### WHAT YOU NEED TO DO
Can you repeat the records below, everything from the line containing "Please scan the image above for any small awning." down to the line containing "[[0, 307, 692, 511]]", with both of those lines and the requests included? Scale every bounding-box coordinate in the answers by 2.6, and round each result to a whole number with halves rounded up.

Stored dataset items
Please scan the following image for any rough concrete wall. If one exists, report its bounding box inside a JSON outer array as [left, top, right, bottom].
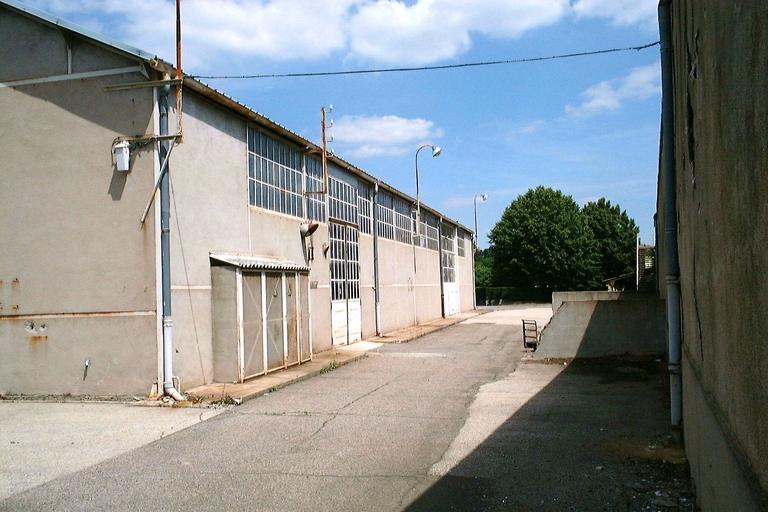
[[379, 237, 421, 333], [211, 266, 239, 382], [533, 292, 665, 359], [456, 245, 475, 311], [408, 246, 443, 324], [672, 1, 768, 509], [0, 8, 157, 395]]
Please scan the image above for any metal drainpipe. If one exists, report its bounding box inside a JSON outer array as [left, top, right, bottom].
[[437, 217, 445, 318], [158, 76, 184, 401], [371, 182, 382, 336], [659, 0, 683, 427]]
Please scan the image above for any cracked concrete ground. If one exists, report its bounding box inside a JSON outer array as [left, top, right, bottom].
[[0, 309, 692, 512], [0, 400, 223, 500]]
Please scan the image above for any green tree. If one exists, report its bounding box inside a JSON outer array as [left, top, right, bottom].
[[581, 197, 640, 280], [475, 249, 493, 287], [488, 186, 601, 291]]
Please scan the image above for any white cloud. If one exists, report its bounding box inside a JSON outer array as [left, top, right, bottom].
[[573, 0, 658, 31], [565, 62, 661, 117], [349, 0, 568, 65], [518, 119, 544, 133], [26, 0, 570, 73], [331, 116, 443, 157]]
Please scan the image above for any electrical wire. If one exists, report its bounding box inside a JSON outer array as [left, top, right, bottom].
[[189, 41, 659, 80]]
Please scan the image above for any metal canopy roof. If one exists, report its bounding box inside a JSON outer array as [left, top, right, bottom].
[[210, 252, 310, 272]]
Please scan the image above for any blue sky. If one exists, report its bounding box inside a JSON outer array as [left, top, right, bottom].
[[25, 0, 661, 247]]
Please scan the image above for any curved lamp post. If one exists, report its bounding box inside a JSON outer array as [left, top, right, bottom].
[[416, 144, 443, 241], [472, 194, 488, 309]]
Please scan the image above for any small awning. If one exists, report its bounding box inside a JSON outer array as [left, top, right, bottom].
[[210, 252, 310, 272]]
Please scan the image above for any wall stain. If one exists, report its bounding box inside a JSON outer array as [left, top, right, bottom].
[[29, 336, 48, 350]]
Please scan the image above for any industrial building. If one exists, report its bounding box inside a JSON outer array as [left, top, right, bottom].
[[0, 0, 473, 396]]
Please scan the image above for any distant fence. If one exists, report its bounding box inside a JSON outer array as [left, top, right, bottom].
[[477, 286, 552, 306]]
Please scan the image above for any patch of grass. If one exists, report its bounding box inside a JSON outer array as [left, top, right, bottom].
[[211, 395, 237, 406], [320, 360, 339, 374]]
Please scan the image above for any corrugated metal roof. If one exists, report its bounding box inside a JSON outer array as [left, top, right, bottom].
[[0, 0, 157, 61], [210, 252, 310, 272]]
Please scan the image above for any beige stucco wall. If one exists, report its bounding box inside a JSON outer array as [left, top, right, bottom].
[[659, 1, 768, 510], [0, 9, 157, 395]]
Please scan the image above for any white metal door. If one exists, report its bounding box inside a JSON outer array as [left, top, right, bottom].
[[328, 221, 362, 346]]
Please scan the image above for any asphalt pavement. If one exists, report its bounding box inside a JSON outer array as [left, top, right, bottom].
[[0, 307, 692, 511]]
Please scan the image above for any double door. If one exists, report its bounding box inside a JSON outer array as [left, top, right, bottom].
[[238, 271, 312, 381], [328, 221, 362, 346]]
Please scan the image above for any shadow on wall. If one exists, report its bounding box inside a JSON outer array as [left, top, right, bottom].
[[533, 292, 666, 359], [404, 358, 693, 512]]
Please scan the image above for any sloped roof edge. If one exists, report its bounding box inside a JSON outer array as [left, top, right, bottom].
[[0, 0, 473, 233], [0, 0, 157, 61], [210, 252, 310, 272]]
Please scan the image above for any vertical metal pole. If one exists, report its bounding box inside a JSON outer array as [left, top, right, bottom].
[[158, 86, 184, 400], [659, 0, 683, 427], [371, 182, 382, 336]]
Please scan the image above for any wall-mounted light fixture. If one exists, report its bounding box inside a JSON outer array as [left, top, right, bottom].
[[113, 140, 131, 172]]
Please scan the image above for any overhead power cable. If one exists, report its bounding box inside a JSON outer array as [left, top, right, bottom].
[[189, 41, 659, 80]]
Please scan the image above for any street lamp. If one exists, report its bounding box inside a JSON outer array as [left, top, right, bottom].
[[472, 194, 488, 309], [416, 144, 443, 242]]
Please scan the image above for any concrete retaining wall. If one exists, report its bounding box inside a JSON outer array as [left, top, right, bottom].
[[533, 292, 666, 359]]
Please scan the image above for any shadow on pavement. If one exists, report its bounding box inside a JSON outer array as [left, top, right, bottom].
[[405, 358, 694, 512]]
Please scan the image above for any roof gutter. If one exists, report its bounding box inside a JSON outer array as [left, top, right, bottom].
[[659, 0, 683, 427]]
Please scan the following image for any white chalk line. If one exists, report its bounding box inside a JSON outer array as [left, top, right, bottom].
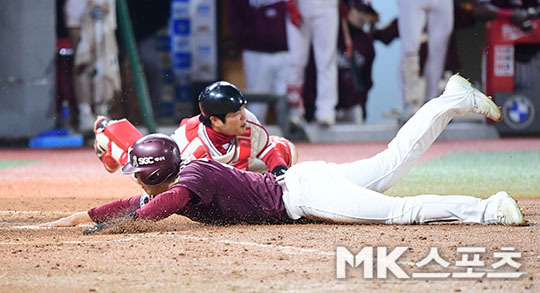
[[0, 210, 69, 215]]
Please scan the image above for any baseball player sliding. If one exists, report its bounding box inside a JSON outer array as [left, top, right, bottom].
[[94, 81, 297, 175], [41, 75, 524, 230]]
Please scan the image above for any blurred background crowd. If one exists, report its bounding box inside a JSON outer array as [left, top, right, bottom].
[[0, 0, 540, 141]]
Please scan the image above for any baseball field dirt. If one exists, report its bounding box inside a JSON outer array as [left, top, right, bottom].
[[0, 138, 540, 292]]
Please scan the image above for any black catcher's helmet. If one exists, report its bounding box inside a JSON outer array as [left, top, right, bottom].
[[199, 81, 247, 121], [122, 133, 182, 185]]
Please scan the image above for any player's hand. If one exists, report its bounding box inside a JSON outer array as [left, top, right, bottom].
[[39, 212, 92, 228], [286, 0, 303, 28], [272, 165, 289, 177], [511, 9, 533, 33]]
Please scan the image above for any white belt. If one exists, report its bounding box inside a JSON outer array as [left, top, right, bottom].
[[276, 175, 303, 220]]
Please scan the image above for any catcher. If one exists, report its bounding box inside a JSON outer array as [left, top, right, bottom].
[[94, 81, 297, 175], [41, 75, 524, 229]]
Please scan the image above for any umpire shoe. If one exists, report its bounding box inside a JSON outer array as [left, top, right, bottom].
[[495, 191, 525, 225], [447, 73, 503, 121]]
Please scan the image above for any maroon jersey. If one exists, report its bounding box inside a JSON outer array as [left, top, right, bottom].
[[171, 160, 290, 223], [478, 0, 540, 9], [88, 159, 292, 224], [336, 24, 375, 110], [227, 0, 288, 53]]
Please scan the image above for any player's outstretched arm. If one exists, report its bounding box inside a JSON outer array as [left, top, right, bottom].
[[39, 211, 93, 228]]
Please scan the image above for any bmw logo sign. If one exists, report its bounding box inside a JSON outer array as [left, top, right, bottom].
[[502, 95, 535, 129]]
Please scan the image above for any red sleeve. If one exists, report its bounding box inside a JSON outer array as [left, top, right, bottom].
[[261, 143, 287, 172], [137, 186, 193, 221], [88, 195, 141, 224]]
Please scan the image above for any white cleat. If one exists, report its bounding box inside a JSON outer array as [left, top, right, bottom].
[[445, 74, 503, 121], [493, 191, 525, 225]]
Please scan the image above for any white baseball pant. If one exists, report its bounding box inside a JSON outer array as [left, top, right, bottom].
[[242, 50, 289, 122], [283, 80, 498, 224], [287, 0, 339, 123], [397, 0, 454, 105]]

==

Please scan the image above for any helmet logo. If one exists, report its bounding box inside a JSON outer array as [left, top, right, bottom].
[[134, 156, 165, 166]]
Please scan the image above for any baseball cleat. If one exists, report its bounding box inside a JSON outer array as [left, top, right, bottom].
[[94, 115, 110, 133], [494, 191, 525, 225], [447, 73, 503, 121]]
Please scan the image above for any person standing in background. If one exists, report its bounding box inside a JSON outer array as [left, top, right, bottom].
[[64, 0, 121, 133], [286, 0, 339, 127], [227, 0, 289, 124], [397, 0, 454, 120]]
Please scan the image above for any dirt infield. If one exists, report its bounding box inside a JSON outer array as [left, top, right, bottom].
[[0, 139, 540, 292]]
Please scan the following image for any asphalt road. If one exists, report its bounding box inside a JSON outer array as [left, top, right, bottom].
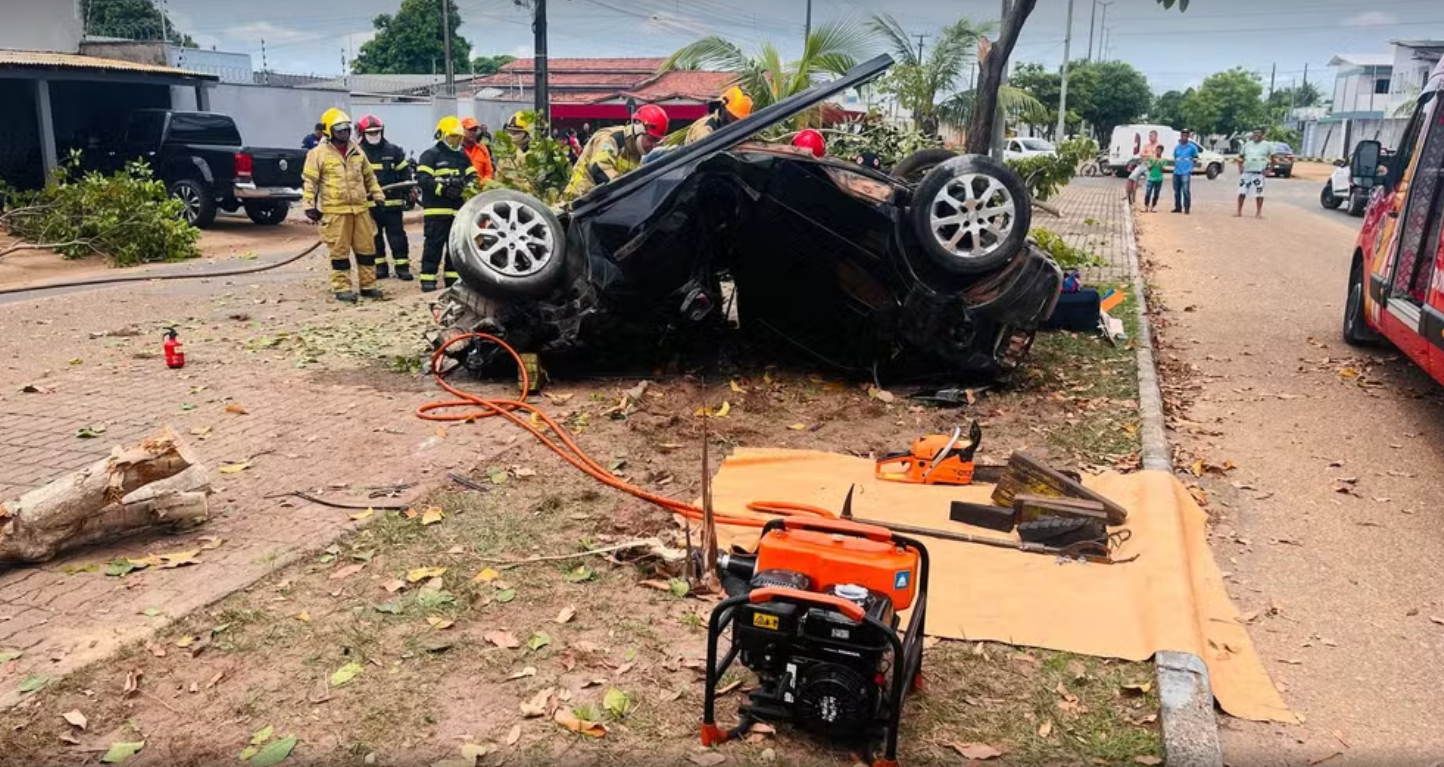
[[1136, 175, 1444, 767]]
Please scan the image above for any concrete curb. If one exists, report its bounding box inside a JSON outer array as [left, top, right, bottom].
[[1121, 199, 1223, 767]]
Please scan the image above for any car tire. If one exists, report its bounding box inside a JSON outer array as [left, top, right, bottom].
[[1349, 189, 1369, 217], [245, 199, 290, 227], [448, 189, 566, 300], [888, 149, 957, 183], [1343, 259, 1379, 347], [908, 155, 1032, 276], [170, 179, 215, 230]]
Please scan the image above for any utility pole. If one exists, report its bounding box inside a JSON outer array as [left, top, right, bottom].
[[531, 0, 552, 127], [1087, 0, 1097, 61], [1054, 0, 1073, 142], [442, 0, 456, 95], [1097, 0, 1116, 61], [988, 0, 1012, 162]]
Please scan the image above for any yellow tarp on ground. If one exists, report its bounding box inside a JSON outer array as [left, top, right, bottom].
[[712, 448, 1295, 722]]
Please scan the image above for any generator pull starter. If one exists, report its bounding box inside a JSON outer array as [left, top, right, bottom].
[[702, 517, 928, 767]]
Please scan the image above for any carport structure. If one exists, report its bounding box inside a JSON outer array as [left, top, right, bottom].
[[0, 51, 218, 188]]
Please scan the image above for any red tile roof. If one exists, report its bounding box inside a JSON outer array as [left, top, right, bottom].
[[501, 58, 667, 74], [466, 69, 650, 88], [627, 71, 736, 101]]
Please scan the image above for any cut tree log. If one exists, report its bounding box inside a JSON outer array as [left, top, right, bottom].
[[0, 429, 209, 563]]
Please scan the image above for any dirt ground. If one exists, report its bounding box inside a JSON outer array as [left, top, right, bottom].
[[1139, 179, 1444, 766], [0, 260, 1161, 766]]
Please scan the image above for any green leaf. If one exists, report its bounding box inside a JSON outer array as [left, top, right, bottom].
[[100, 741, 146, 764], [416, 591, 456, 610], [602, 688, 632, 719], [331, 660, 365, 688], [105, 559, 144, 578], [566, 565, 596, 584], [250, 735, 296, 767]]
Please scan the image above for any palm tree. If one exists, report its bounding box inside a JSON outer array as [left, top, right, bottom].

* * *

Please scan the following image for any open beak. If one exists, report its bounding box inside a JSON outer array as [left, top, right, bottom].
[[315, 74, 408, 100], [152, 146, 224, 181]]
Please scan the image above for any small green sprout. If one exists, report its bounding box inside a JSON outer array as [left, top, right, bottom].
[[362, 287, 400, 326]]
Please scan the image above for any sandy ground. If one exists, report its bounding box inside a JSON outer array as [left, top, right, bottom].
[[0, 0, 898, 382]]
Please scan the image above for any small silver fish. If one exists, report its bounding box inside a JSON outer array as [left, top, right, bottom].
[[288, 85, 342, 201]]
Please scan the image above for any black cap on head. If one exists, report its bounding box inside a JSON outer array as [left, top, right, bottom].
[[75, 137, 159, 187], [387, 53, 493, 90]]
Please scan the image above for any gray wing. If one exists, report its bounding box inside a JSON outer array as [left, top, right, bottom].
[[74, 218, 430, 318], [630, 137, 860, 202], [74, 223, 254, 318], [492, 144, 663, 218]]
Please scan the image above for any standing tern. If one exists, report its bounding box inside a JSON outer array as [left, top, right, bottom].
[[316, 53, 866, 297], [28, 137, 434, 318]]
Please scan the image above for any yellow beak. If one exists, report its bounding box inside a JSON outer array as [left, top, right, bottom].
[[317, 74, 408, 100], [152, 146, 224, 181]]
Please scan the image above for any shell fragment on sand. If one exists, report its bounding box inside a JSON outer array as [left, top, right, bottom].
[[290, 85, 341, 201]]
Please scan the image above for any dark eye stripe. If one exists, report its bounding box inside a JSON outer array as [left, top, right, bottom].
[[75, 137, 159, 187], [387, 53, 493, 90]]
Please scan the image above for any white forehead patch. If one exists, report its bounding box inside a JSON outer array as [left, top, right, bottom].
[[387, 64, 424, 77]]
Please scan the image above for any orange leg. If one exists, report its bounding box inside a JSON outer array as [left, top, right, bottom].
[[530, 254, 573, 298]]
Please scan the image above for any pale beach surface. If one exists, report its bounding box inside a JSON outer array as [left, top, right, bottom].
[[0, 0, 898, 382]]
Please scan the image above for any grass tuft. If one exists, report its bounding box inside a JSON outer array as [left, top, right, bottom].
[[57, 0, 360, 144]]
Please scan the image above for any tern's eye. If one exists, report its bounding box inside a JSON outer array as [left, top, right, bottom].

### ANSWER TO THIS TASK
Please scan the image above for any small awning. If one exists, report its bounding box inside a JSON outer array as [left, top, right, bottom].
[[546, 655, 806, 707]]
Please scan the image above for any wall stain. If one exists, report its bounding box inside a JSON outer array as [left, top, right, bottom].
[[75, 874, 125, 910]]
Please scan the image above for any industrial building. If one exists, report its bounding box inside a JSON outer array as [left, top, right, bottom].
[[0, 0, 1230, 1030]]
Please scan the image above for any distant fence. If one exists, report its bounding box inside a JSON outer array as [left, top, right, bottom].
[[1240, 744, 1435, 796]]
Please scan the image above for any patch of grass. If one exists, report its bounding box inside a JSON outer array as [left, top, right, bottom].
[[549, 1027, 616, 1056], [832, 936, 881, 972]]
Please scan the image above for any corrugated metal roof. If one exists, report its bounding box inside a JSON outer array as [left, top, right, bottom].
[[0, 0, 408, 159], [546, 655, 806, 707]]
Please scan the image above for any beige stucco wall. If one exists, report its bounding box inside a JSON outer array as [left, top, right, bottom].
[[1713, 3, 1997, 1326], [0, 23, 408, 1027]]
Please scan the image above for any white metal door. If one exists, report its bounding box inside a JSON outer array as [left, top, right, bottom].
[[853, 575, 941, 900]]
Please scan the image above for any asphalt pavement. If one exists, report its bounding box inside a JSON outer array as [left, top, right, bottom].
[[0, 798, 1799, 1329]]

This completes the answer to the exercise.